> OBJECTIF DE LA TÂCHE:
Retouchez le passage sur les retraites : reprenez tout ce qui va de « 1930 : régime » jusqu'à « par les spéculateurs. », en substituant « marchés financiers » à « spéculateurs ».

> PASSAGE EXTRAIT:
La fragilisation de notre système de retraite solidaire : 20 ans de contre-réformes
L’augmentation continuelle de la productivité permet de produire bien plus de richesses en moins de temps. En France, du début du 19ème siècle à la fin du 20ème, la productivité horaire a été multipliée par 30, la production par 16 et le temps de travail diminué par 2 ! C’est cette évolution historique, cette possibilité de travailler de moins en moins longtemps pour produire la même chose, qui permet à l’être humain de consacrer de moins en moins de temps de sa vie à la production, de bénéficier de temps libre par le repos hebdomadaire, les congés payés et la RTT, de commencer à étudier avant de travailler, de quitter le travail de plus en plus tôt pour une juste retraite…
Plus d’un siècle de progrès social des retraites…
1850 : quelques rares entreprises constituent un capital pour la retraite des salariés qu’ils veulent « fidéliser » : il faut rester dans l’entreprise pour en bénéficier. En avance, les compagnies privées de chemin de fer veulent assurer la sécurité par du « personnel qui s’y consacre sans préoccupation, qui possède la certitude, lorsque l’âge ou les infirmités l’auraient rendu impropre au service, de ne pas passer à la misère ». Le salarié part à 55 ans (50 ans à la conduite, métier pénible). Les compagnies s’attachent le personnel, peu payé, par la promesse d’une retraite, qui fait partie du contrat de travail. L’État crée une Caisse de retraite pour la vieillesse. Le salarié se constitue un capital rémunéré à un taux attractif. Des entreprises complètent ou versent les cotisations.
1853 : régime de retraite des fonctionnaires
1910 : loi sur les retraites ouvrières et paysannes, mal appliquée.
1930 : régime général des assurances sociales, par capitalisation : le salarié investit dans les « fonds de pension » et le niveau de sa pension est déterminée par les spéculateurs.
1945 : le régime général de sécurité sociale, par répartition, est mis en place pour le secteur privé. Les actifs cotisent et versent aux retraités sous forme de pension, dont le niveau résulte d’une décision politique. Avant 1945, des régimes « spéciaux » offraient une meilleure protection. Ils sont conservés, dans l’attente d’être rattrapés par le régime général qui devait être amélioré…
1962 : mise en place d’un régime complémentaire qui améliore la pension. ARRCO et AGIRC, obligatoires en 1972, versent 54 milliards d’€ par an (en plus des 76 du régime de base)

> LIGNES DE DONNÉES:
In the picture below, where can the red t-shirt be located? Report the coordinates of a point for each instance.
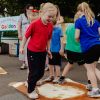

> SORTIE COMPLÈTE:
1930 : régime général des assurances sociales, par capitalisation : le salarié investit dans les « fonds de pension » et le niveau de sa pension est déterminée par les marchés financiers.